PROBLEM REQUIREMENTS =
From the entries, copy every line that carries the string "written".

Records from a data collection:

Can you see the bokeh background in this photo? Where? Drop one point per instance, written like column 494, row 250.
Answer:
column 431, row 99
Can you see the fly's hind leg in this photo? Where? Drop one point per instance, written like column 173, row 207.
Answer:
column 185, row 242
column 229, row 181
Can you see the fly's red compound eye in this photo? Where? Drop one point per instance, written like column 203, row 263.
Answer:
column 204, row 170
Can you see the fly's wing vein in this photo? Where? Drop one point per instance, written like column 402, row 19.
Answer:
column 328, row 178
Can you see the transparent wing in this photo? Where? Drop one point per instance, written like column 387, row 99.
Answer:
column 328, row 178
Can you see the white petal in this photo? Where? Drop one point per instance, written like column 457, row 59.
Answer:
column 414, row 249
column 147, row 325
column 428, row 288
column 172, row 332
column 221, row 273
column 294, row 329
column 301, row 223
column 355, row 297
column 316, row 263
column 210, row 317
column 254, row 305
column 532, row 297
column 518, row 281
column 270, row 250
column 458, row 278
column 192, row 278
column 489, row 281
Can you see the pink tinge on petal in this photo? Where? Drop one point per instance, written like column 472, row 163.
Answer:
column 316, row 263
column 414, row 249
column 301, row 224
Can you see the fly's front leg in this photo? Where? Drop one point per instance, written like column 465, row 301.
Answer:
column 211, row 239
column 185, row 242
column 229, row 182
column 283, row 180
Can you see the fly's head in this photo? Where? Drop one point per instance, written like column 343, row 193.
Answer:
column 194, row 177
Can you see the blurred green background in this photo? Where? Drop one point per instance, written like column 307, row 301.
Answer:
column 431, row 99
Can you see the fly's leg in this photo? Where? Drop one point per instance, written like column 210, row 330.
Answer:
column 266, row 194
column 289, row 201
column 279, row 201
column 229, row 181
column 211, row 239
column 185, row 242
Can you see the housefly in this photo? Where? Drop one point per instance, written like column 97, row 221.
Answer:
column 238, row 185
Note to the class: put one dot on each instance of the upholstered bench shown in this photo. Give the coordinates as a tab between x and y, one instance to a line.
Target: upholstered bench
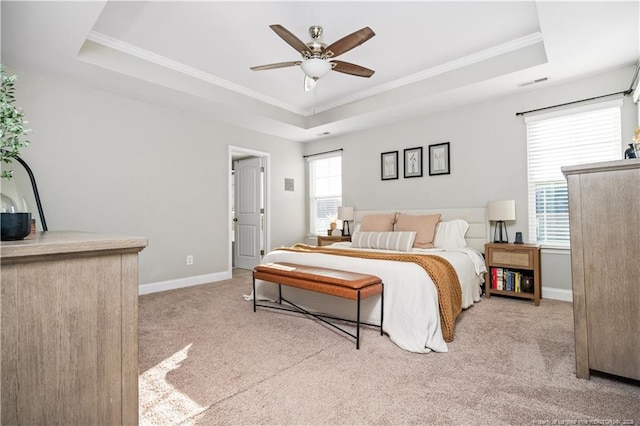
348	285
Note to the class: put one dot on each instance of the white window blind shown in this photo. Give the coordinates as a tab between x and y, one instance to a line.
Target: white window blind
325	191
581	135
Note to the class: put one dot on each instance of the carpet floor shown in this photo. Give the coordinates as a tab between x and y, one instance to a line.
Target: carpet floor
207	359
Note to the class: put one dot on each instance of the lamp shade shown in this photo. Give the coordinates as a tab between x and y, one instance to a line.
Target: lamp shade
316	68
501	210
345	213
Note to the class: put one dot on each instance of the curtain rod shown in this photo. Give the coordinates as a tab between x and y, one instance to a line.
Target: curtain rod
625	92
321	153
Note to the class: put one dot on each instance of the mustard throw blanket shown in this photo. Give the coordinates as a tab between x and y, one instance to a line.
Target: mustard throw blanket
440	270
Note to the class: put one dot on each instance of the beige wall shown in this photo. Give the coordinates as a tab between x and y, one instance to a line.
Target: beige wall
107	163
110	164
488	158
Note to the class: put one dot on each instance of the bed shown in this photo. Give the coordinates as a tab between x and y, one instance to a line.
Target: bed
412	308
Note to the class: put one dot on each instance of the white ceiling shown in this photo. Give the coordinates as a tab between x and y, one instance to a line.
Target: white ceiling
427	55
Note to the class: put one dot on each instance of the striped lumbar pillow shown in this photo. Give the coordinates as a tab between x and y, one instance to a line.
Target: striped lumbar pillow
399	241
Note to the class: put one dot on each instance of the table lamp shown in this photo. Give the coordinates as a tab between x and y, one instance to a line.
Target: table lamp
501	211
345	214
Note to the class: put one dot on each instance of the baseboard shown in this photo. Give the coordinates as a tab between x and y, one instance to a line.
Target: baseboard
557	294
183	282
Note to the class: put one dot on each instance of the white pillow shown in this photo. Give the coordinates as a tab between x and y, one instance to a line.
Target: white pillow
399	241
450	234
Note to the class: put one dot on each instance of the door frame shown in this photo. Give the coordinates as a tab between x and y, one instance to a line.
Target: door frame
266	161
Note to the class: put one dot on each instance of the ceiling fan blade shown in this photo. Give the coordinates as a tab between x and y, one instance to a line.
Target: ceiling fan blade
309	84
291	40
352	69
348	42
274	66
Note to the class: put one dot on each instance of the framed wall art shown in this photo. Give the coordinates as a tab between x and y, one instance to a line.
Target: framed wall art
413	162
389	165
439	160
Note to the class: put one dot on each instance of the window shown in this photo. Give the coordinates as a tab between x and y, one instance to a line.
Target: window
581	135
325	191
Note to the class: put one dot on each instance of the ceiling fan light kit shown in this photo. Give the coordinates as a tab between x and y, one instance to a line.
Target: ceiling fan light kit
316	68
316	55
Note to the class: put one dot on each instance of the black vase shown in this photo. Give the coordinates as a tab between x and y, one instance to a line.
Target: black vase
15	226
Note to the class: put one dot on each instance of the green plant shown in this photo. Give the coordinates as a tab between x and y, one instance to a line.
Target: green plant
12	123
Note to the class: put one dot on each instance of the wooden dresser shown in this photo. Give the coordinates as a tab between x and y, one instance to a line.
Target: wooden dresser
604	215
70	329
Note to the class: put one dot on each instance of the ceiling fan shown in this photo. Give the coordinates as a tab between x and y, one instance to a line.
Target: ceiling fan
317	57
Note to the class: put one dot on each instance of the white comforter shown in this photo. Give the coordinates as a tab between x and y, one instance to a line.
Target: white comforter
411	313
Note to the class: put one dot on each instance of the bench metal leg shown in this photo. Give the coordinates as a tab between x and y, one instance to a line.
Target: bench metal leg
358	324
254	292
381	309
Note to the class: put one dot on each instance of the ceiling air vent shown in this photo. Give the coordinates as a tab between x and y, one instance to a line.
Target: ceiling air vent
536	81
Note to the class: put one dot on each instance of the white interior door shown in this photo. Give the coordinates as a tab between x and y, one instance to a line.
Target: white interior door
248	211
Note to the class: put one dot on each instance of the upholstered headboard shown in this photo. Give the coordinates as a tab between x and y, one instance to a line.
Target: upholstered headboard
477	235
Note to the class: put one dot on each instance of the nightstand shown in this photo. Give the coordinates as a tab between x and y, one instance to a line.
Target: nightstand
325	240
513	270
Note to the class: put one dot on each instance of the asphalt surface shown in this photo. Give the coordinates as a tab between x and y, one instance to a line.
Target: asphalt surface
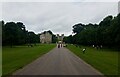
59	61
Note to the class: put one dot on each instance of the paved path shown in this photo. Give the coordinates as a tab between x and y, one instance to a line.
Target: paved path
59	61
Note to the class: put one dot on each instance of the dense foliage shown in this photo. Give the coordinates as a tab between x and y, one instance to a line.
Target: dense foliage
106	33
16	34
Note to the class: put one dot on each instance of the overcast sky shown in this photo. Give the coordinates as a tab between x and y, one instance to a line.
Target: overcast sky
59	17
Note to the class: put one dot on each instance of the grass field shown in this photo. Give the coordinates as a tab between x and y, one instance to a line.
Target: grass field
17	57
104	60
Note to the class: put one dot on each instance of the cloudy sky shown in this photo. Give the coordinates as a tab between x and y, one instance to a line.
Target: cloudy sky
59	17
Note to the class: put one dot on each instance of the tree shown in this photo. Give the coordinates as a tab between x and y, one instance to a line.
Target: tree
77	28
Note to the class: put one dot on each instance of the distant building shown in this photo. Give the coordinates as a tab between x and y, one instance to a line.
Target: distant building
46	37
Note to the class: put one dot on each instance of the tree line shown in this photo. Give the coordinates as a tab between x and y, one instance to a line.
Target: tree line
16	34
106	33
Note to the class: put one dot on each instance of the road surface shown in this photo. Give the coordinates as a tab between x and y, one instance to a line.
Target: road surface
59	61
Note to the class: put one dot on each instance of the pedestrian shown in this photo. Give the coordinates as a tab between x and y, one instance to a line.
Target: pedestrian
58	45
100	46
84	50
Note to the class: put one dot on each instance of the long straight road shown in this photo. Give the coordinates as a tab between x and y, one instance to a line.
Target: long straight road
59	61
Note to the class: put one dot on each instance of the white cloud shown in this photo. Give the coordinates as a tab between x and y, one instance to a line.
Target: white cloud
58	17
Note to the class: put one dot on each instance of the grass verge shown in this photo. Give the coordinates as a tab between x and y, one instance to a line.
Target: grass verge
104	60
18	56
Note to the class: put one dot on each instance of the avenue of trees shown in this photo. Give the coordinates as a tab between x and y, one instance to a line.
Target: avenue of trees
16	34
106	33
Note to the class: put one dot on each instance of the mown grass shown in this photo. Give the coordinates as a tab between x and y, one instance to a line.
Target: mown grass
18	56
104	60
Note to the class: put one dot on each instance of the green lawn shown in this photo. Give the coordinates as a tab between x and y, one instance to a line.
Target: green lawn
18	56
104	60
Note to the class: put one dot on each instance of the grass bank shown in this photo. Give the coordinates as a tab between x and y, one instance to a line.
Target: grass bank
104	60
18	56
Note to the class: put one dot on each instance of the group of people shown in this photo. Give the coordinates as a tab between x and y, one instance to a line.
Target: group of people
59	45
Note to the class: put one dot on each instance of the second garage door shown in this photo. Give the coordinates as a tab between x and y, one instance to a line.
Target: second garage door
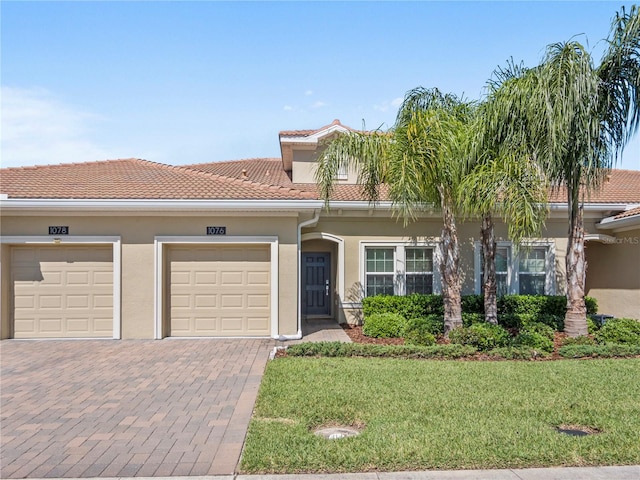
219	290
62	291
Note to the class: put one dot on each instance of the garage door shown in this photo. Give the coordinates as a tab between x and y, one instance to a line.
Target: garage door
219	291
62	291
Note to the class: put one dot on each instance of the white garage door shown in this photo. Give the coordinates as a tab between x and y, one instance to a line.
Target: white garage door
62	291
219	291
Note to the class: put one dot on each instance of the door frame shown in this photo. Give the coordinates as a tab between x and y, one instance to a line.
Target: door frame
161	263
331	286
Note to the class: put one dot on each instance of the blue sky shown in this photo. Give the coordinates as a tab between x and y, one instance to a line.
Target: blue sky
190	82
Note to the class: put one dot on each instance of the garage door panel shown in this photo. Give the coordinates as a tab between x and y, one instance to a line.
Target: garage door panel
222	281
62	292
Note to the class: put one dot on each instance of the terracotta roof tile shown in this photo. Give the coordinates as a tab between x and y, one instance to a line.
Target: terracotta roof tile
622	186
262	170
307	133
628	213
134	179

SOLVED PROBLEM =
Can you see the bokeh background in this photo? Where? Drop one point per instance, written like column 494, row 250.
Can you see the fly's hind leg in this photo? Where? Drop one point per instance, written like column 173, row 207.
Can you see the fly's red compound eye in this photo? Where? Drop one point per instance, written like column 203, row 263.
Can you see the fly's wing vein in this photo? Where? Drop one point per instance, written like column 402, row 19.
Can you see the transparent wing in this photo? Where? Drop one point per instance, written like column 387, row 99.
Can you see the white petal in this photo? Where? Drop one point per instance, written like column 457, row 59.
Can you see the pink tinge on petal in this photo? Where? Drop one point per instance, written like column 472, row 163.
Can you see the fly's front leg in this photo? Where? Drop one point per instance, written like column 465, row 301.
Can you see the fly's head in this photo? Where? Drop one point per instance, written like column 343, row 193.
Can you see the blurred green background in this photo? Where? Drop one point per instance, written like column 307, row 301.
Can you see the fly's leg in this photo? Where? Drop one point per instance, written like column 210, row 330.
Can you see the housefly in this photo? Where? Drop one point per instance, written like column 97, row 221.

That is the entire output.